▸ Instruction 1
Render every line of the entries that come after the Shifang article as a Markdown table with the columns Row and Line, numbering the rows and skipping blank lines. Leave the pictures out.

▸ Excerpted text
──────────

SHIFANG, China (Reuters) - Lao Zhou splutters with rage when asked if he believes government promises to scrap plans for a copper refinery near his home in southwest China, a project which has sparked violent protests.
“They’re liars!” the ruddy-faced farmer exclaims, spitting out his words in thickly accented Mandarin. “Nobody believes they won’t build it eventually.”
It was a remnant of the fury that erupted in Sichuan province’s Shifang town last week, when thousands of people took to the streets to protest against the $1.6 billion refinery that they feared would poison their families. The city government swiftly called off the project.
Such protests, and back-downs, are becoming more frequent as the world’s second-largest economy pursues headlong growth. In August 2011, thousands of protesters forced the closure of a paraxylene plant after marching on the city square in the major city of Dalian in northeastern China.
While China faces tens of thousands of “mass incidents” every year over pollution, as well as issues like corruption, the Shifang uprising captured national attention and was widely discussed on popular microblogs with little apparent censorship.
“This issue has really struck a chord with people,” said one China-based Western diplomat, speaking on the customary condition of anonymity.
“It’s a perception problem more than anything, a lack of trust in the government. There’s not enough information,” the diplomat added. “This was a project, after all, which had been approved by the environmental authorities.”
The unrest sparked by the government’s plans to allow construction of the plant was the latest instance of public protests blocking industrial expansion because of environmental concerns.
Shanghai-listed Sichuan Hongda, one of China’s biggest zinc and lead producers, issued a statement after the protests, maintaining that it was a government-approved project with the highest environmental standards.
“The project would have an important boosting effect for fiscal revenue, promoting employment and improving people’s livelihood,” it said in a statement to the Shanghai stock exchange.
Many of the residents of the villages that surround Shifang and who live cheek-by-jowl with the existing factory where the new plant was to be built, said it was the government’s unwillingness to explain the plans that sparked their fury.
“We don’t oppose the government, but they must explain the risks involved in a project like this, and they didn’t. Their publicity efforts were not good enough,” said Zeng Susen, who runs a small guest house and restaurant.
“The government keeps talking about resolving livelihood problems, but they have to start doing so at the grassroots,” added Zeng, who relies on tourists visiting the pleasantly pastoral region.

──────────

▸ Items
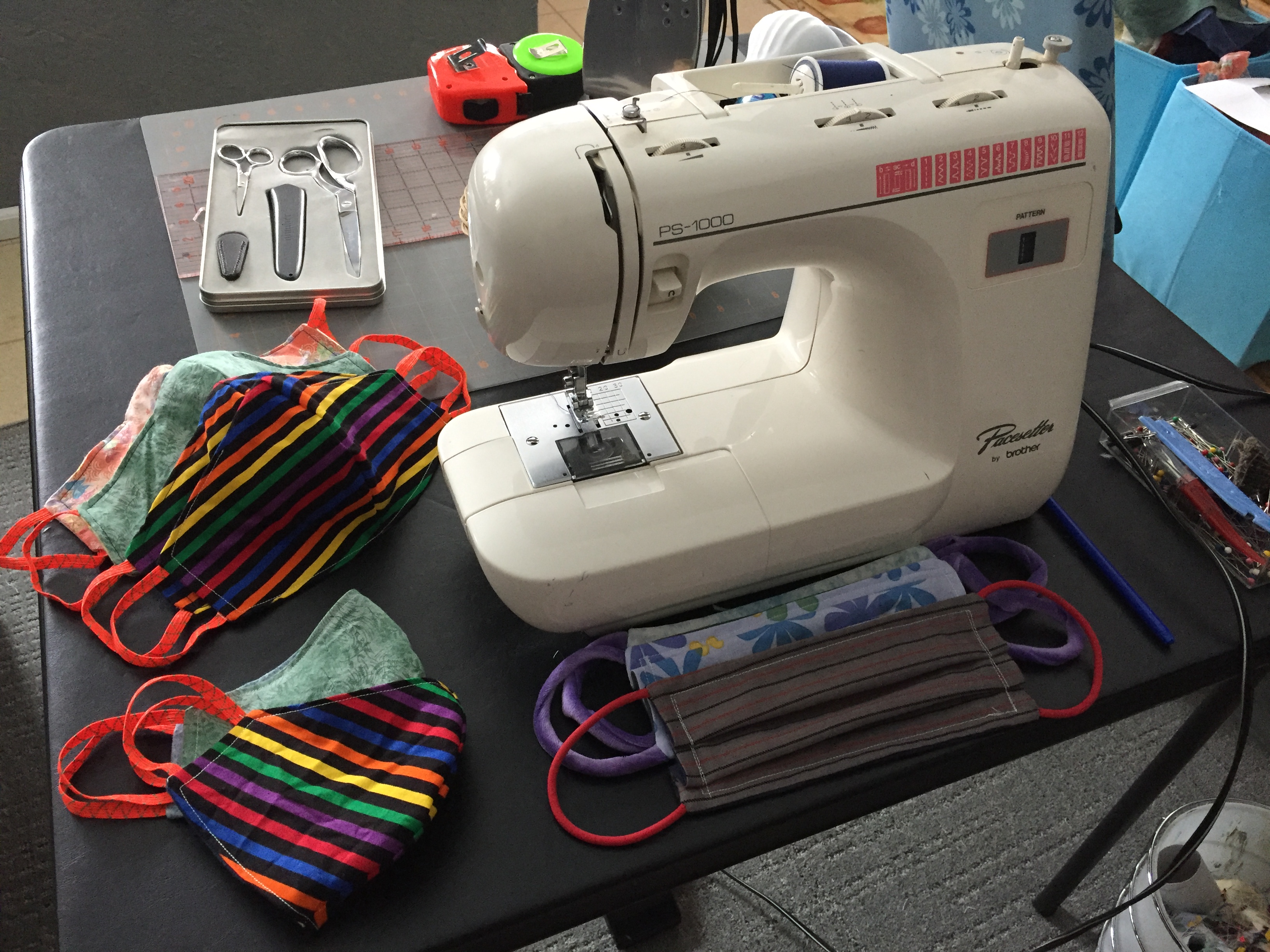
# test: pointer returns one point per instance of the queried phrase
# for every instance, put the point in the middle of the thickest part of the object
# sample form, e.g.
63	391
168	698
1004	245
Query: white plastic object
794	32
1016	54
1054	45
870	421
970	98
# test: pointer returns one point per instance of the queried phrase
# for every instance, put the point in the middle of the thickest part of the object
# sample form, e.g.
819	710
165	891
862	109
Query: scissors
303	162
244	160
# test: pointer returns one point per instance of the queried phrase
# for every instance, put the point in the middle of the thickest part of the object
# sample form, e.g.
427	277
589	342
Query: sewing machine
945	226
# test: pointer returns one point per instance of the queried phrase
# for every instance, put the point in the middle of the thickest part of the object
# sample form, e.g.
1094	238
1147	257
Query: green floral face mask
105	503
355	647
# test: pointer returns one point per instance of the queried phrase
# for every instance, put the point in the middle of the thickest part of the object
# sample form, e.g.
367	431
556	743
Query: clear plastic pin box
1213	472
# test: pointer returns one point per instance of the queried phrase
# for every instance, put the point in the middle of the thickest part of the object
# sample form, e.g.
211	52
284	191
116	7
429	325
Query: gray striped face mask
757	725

──────────

▸ Instruction 2
Answer from the Shifang article:
(a) How much was the planned refinery worth?
(b) What kind of plant did protesters force to close in Dalian in August 2011?
(c) What business does Zeng Susen run?

▸ Exercise response 1
| Row | Line |
|---|---|
| 1 | # test: pointer returns one point per instance of the queried phrase |
| 2 | # for every instance, put the point in the middle of the thickest part of the object |
| 3 | # sample form, e.g. |
| 4 | 63	391 |
| 5 | 168	698 |
| 6 | 1004	245 |
| 7 | Query: white plastic object |
| 8 | 794	32 |
| 9 | 1016	54 |
| 10 | 1054	45 |
| 11 | 870	421 |
| 12 | 970	98 |
| 13 | # test: pointer returns one point per instance of the queried phrase |
| 14 | # for every instance, put the point in the middle of the thickest part of the object |
| 15 | # sample form, e.g. |
| 16 | 819	710 |
| 17 | 165	891 |
| 18 | 862	109 |
| 19 | Query: scissors |
| 20 | 303	162 |
| 21 | 244	160 |
| 22 | # test: pointer returns one point per instance of the queried phrase |
| 23 | # for every instance, put the point in the middle of the thickest part of the object |
| 24 | # sample form, e.g. |
| 25 | 427	277 |
| 26 | 589	342 |
| 27 | Query: sewing machine |
| 28 | 945	226 |
| 29 | # test: pointer returns one point per instance of the queried phrase |
| 30 | # for every instance, put the point in the middle of the thickest part of the object |
| 31 | # sample form, e.g. |
| 32 | 1094	238 |
| 33 | 1147	257 |
| 34 | Query: green floral face mask |
| 35 | 105	503 |
| 36 | 355	647 |
| 37 | # test: pointer returns one point per instance of the queried phrase |
| 38 | # for every instance, put the point in the middle of the thickest part of the object |
| 39 | # sample form, e.g. |
| 40 | 367	431 |
| 41 | 556	743 |
| 42 | Query: clear plastic pin box |
| 43 | 1213	472 |
| 44 | # test: pointer returns one point per instance of the queried phrase |
| 45 | # for every instance, put the point in the middle of the thickest part of the object |
| 46 | # sample form, e.g. |
| 47 | 211	52 |
| 48 | 284	191 |
| 49 | 116	7 |
| 50 | 429	325 |
| 51 | Query: gray striped face mask |
| 52 | 757	725 |

▸ Exercise response 2
(a) $1.6 billion
(b) A paraxylene plant
(c) A small guest house and restaurant